What you will do -
From the line containing "Point to the mossy" to the final line of the entries, every line is to be reproduced exactly; no other line belongs in the output.

Materials provided -

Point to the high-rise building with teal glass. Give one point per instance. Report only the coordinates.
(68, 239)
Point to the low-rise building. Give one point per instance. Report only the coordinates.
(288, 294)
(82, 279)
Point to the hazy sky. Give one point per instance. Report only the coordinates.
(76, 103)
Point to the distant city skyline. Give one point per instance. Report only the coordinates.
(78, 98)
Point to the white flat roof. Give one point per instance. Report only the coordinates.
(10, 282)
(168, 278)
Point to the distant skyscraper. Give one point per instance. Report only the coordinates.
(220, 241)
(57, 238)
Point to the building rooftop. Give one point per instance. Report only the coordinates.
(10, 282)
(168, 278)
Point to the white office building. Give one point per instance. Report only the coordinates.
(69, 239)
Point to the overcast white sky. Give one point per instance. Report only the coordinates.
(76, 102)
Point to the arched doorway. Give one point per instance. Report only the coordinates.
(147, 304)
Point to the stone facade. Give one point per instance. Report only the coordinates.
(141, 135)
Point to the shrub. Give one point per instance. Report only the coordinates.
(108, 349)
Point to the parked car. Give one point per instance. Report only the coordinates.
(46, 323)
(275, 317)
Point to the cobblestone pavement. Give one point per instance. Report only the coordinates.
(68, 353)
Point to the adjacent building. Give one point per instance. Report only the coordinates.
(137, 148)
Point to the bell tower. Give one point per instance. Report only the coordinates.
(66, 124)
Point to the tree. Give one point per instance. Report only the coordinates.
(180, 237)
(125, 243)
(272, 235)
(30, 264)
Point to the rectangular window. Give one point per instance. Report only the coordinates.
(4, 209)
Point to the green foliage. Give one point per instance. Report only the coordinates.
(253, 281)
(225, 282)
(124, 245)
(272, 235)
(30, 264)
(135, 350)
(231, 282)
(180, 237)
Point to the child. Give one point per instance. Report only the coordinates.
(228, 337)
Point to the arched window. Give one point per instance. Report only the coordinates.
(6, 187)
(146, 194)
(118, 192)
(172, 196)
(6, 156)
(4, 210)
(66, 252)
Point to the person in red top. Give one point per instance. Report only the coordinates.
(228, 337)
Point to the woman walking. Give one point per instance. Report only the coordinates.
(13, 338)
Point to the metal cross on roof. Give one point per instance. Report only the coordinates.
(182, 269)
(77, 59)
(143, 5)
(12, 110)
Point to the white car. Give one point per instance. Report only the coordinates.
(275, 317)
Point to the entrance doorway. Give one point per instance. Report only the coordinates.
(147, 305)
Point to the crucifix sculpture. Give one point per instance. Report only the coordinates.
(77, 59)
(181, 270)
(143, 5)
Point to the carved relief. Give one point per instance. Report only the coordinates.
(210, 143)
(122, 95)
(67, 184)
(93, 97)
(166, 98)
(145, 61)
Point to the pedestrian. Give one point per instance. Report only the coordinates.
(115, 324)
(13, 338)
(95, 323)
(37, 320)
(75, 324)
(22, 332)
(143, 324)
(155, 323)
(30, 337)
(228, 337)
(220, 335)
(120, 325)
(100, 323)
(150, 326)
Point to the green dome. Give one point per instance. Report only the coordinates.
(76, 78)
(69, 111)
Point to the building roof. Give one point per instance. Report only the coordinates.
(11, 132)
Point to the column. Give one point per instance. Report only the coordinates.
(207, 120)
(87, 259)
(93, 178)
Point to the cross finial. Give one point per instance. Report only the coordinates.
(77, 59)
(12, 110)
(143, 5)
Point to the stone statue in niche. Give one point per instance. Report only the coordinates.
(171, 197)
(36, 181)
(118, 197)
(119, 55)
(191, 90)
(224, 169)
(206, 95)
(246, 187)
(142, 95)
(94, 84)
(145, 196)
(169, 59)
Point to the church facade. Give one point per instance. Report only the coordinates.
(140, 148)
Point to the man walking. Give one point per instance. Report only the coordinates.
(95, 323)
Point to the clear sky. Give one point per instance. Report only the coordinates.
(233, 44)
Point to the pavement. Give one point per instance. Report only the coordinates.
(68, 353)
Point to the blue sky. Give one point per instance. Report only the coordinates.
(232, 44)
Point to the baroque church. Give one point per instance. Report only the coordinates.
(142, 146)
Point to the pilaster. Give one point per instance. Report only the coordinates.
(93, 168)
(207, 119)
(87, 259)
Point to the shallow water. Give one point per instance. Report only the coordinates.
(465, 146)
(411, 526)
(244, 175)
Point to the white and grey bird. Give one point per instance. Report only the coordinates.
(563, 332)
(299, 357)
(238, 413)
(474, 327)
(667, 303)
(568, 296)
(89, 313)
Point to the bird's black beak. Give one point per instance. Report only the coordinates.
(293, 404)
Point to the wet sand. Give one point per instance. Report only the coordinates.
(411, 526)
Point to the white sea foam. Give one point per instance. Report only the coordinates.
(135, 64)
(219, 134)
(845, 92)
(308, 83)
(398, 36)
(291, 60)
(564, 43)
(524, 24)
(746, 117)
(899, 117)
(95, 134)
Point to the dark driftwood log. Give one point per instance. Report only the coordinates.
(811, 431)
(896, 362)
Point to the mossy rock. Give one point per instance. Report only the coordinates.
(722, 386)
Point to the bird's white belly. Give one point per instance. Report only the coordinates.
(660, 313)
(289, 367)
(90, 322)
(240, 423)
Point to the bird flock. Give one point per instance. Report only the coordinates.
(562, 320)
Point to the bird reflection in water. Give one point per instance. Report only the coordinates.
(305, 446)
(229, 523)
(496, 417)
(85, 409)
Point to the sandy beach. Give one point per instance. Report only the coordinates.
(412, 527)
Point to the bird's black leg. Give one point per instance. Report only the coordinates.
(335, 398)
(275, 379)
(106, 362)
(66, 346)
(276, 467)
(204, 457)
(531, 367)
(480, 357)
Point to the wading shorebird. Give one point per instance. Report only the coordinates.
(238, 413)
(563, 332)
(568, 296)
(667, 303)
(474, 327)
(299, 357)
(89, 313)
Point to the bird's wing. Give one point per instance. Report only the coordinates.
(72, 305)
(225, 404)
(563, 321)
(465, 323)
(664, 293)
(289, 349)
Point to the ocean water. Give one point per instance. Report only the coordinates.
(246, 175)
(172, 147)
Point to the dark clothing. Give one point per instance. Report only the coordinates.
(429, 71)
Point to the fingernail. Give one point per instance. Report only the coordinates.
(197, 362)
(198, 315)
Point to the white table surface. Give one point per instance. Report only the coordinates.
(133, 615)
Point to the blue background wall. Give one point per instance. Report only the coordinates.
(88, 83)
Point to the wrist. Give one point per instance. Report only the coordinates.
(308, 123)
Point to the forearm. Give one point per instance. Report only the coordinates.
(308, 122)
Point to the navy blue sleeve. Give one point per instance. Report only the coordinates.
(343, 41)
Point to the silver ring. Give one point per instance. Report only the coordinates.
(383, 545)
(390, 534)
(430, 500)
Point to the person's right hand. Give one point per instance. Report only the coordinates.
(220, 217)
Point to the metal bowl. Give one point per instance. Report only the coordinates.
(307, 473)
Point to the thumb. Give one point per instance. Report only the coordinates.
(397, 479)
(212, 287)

Task output -
Point to the mossy rock. Give one point per instance. Report only the coordinates.
(722, 386)
Point to the bird's white belly. Give one point per instance. Report only the coordinates.
(660, 313)
(289, 367)
(90, 322)
(240, 423)
Point to the bird flock. Give one point per instance. Report only the coordinates.
(562, 320)
Point to the bird reflection in water. Give one point per instance. Report only the coordinates.
(305, 446)
(229, 523)
(496, 417)
(85, 409)
Point to the sandy beach. Give one point per instance. Report only the coordinates.
(412, 527)
Point to the bird's black leg. Give one point per instance. Report only the coordinates.
(335, 398)
(275, 379)
(106, 362)
(66, 346)
(276, 467)
(204, 457)
(531, 367)
(480, 357)
Point to the wading shorebird. Give one point per instance. Report only the coordinates.
(238, 413)
(563, 332)
(568, 296)
(667, 303)
(474, 327)
(299, 357)
(89, 313)
Point to the bird's wing. Give one point per instance. Report only the coordinates.
(72, 305)
(225, 404)
(563, 321)
(465, 323)
(664, 293)
(289, 349)
Point to the ocean water. Give one point per instance. Report only the coordinates.
(246, 175)
(172, 147)
Point to the dark clothing. Give one point per instance. Report only the coordinates.
(429, 71)
Point to the fingernail. Give one point per instance. Report only the coordinates.
(197, 362)
(198, 315)
Point to the white table surface. Give one point per instance. Report only the coordinates.
(133, 615)
Point to the blue background wall. Give one point per instance. Report only the coordinates.
(88, 83)
Point to the wrist. Give one point per instance. Report only the coordinates.
(308, 123)
Point to the forearm. Give one point per instance. Report only the coordinates.
(308, 122)
Point to the navy blue sleeve. Give one point per instance. Report only the coordinates.
(343, 41)
Point to the silver ring. Give one point per instance. Report only the coordinates.
(383, 545)
(390, 534)
(430, 500)
Point to the person's right hand. Give one point per instance. Report only the coordinates.
(220, 217)
Point to the metal bowl. Give one point per instance. Report only the coordinates.
(307, 473)
Point to the thumb. Give one point per instance. Report only the coordinates.
(397, 479)
(212, 287)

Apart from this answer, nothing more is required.